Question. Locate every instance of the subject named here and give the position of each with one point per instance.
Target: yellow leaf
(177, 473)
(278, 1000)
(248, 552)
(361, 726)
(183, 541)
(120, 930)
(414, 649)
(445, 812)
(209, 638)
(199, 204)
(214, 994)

PROMPT
In full and without alteration, repeat the records.

ANSWER TO THE EXERCISE
Question. Locate every instance of the subject named here and give the position of each with one point per instance.
Target: yellow leaf
(177, 473)
(278, 1000)
(248, 552)
(361, 726)
(183, 541)
(120, 930)
(414, 649)
(445, 812)
(209, 638)
(199, 204)
(214, 994)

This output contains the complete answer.